EXCERPT PROVIDED:
# # # #
That is not the point of this thread.

>> No.17558503

>>17558451
you sure you wanted to answer me and not OP? or your point is that burning didn't work?

>> No.17558509

>>17556895
printing infinite resources on this gay planet wen?

>> No.17558566

>>17558499
The point of this thread is "Help me justify the looting of 'hoarded' wealth. After all, 'hoarded' wealth is a detriment to the economy, isn't it?"

You are coveting that wealth for yourself. Thou shalt not covet.

>> No.17558609

>>17558566
I DON'T WANT TO TAKE THEIR MONEY. WHAT PART OF THIS IS DIFFICULT FOR YOU TO UNDERSTAND.
I WANT TO KNOW WHY, IF IT IS A DETRIMENT, THAT WE WOULD ALLOW THAT TO HAPPEN.
THAT IS NOT THE SAME.

>> No.17558610

>>17558379
First of all the money hardly ever just sits there. The money either goes in a bank which lends it or in assets (houses/land/stocks etc) which are bought and sold all the time producing transactions and economic activity. Now, money is printed which makes it less valuable but at the same time goods, services and population are constantly growing so there's more stuff to buy which evens it out. Governments and central banks try to print enough money to hit just the right balance between devaluing money and therefore making it unprofitable to just hoard it but not enough that it spirals into hyperinflation which leads to money not having any worth

>> No.17558617

>>17556895
There is infinite money but no one will necessarily accept 99.9% of it. Try to make some. Good money gets hoarded of course.
# # # #
DATA:
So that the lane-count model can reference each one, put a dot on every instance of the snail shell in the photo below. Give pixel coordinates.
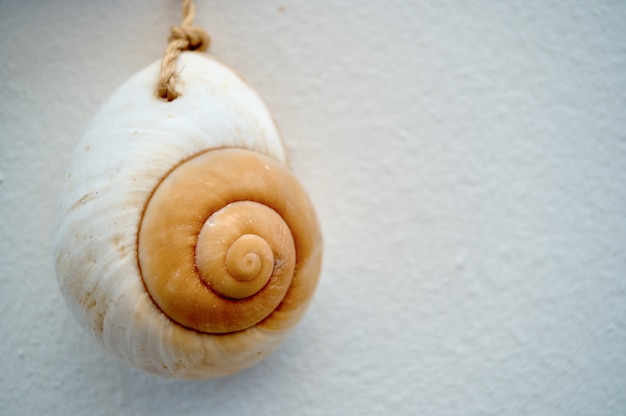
(183, 244)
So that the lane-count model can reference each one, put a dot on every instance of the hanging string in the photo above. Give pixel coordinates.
(185, 37)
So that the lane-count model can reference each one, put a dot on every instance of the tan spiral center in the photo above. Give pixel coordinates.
(228, 239)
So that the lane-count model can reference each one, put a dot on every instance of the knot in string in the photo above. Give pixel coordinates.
(195, 38)
(182, 38)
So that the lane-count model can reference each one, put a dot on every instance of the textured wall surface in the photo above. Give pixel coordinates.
(468, 165)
# # # #
STATED PROBLEM: Restate the thread's passage beginning with the words "THAT IS NOT THE SAME." and ending with "hoarded of course.", switching "hyperinflation" to "runaway inflation".

EXERCISE OUTPUT:
THAT IS NOT THE SAME.

>> No.17558610

>>17558379
First of all the money hardly ever just sits there. The money either goes in a bank which lends it or in assets (houses/land/stocks etc) which are bought and sold all the time producing transactions and economic activity. Now, money is printed which makes it less valuable but at the same time goods, services and population are constantly growing so there's more stuff to buy which evens it out. Governments and central banks try to print enough money to hit just the right balance between devaluing money and therefore making it unprofitable to just hoard it but not enough that it spirals into runaway inflation which leads to money not having any worth

>> No.17558617

>>17556895
There is infinite money but no one will necessarily accept 99.9% of it. Try to make some. Good money gets hoarded of course.